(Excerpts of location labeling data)
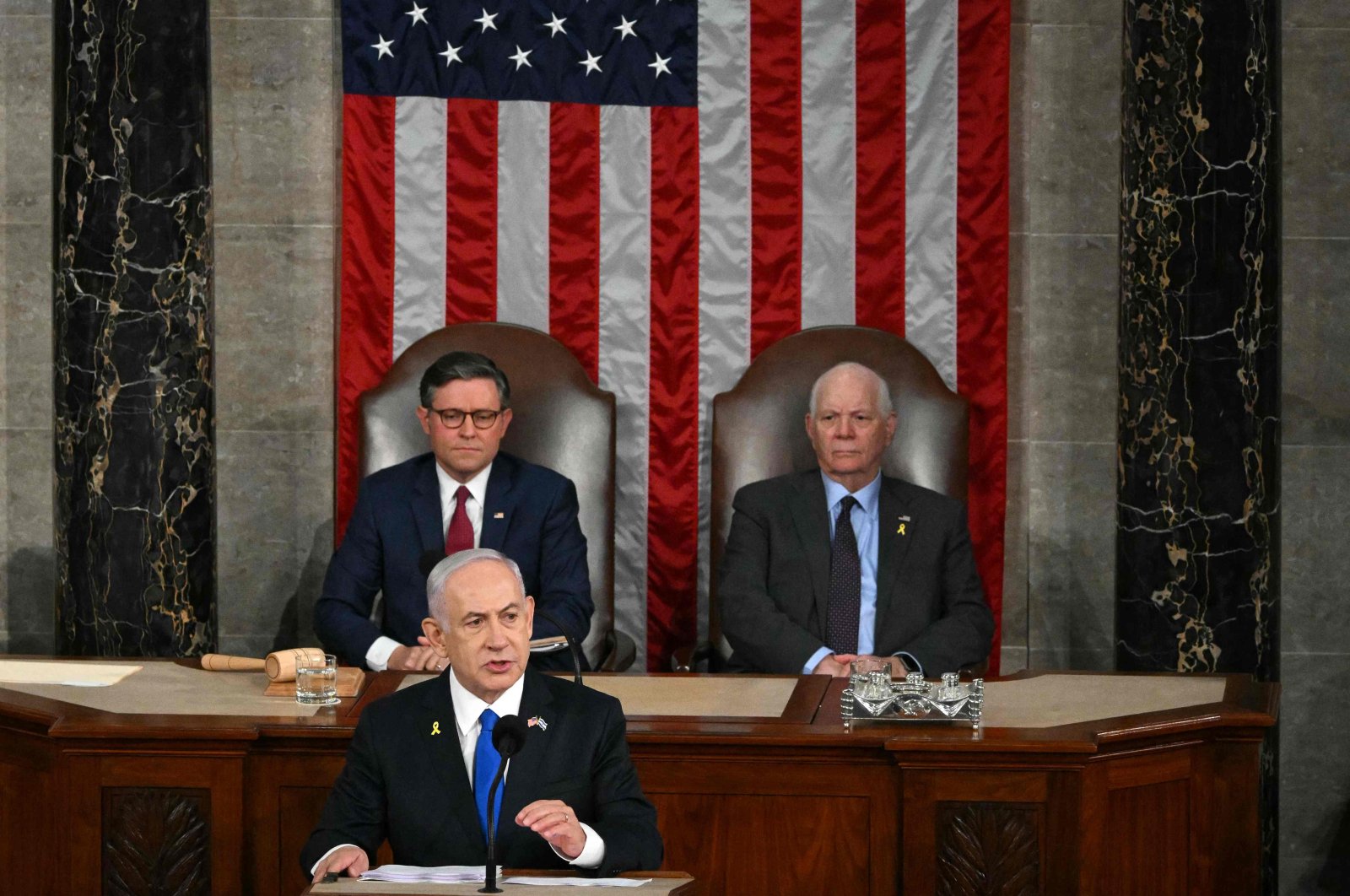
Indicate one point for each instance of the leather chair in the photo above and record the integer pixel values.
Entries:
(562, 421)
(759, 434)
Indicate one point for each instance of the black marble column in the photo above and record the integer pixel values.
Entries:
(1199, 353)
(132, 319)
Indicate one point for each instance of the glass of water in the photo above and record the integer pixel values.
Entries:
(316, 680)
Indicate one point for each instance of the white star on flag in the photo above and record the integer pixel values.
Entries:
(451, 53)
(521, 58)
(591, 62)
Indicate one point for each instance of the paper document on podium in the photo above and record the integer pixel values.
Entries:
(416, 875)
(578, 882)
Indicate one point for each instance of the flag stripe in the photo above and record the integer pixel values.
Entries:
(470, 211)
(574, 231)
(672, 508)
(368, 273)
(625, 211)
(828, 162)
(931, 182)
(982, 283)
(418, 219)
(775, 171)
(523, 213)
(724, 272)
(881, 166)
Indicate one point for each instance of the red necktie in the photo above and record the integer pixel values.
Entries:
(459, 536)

...

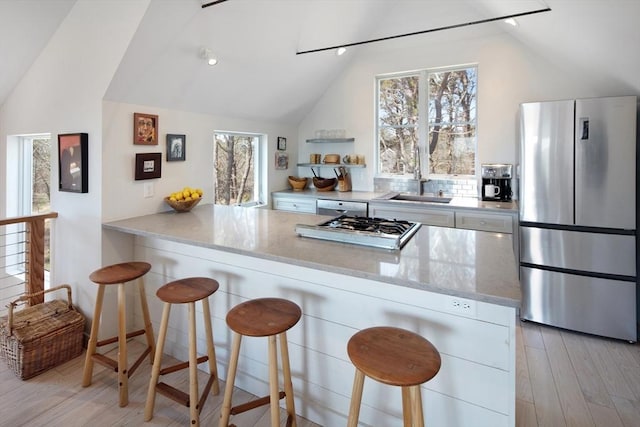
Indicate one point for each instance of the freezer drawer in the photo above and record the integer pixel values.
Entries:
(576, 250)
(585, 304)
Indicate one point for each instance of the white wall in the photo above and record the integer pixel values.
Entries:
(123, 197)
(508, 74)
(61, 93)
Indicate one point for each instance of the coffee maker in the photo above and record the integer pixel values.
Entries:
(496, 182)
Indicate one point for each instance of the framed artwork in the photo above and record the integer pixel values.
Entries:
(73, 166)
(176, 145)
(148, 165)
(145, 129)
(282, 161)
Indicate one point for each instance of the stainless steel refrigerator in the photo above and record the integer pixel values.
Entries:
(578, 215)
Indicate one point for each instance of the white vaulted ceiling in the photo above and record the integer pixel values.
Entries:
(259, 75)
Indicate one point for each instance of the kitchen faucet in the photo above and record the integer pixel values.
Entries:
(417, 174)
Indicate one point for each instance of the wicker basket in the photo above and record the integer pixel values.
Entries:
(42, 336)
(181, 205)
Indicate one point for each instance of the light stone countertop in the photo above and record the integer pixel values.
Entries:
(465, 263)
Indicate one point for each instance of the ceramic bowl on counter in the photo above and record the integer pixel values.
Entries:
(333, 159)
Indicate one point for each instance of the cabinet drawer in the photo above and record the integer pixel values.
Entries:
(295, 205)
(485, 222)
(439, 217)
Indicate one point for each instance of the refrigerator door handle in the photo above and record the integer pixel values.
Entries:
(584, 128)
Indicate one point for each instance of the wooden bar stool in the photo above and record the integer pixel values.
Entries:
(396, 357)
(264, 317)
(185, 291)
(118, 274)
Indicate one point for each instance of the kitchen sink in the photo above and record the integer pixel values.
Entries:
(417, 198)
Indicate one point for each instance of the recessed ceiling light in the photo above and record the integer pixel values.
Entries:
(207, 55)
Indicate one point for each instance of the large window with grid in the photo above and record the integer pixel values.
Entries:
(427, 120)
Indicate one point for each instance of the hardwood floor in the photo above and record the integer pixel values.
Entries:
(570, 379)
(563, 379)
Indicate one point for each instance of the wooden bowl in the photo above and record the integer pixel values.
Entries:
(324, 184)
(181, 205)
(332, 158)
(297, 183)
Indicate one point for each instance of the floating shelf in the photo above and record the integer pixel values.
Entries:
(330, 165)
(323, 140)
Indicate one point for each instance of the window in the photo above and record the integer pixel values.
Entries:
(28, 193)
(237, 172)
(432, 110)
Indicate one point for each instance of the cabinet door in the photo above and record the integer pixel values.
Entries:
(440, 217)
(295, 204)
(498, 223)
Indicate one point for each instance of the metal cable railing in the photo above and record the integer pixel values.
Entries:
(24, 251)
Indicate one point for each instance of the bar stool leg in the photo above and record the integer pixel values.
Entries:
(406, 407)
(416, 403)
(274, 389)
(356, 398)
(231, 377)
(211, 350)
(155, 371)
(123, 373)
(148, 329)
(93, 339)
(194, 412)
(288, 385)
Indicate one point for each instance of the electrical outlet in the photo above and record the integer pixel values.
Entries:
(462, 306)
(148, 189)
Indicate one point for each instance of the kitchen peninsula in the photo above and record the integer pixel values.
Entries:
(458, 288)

§ **Instruction**:
Return every line of the records above that contains the word "wooden".

§ **Solved exercise**:
Indicate one point for each instance of the wooden bar stool in the photo above and record the integer pixel values.
Indicate one point for each instance of the wooden bowl in the photo above and record the integer pixel values.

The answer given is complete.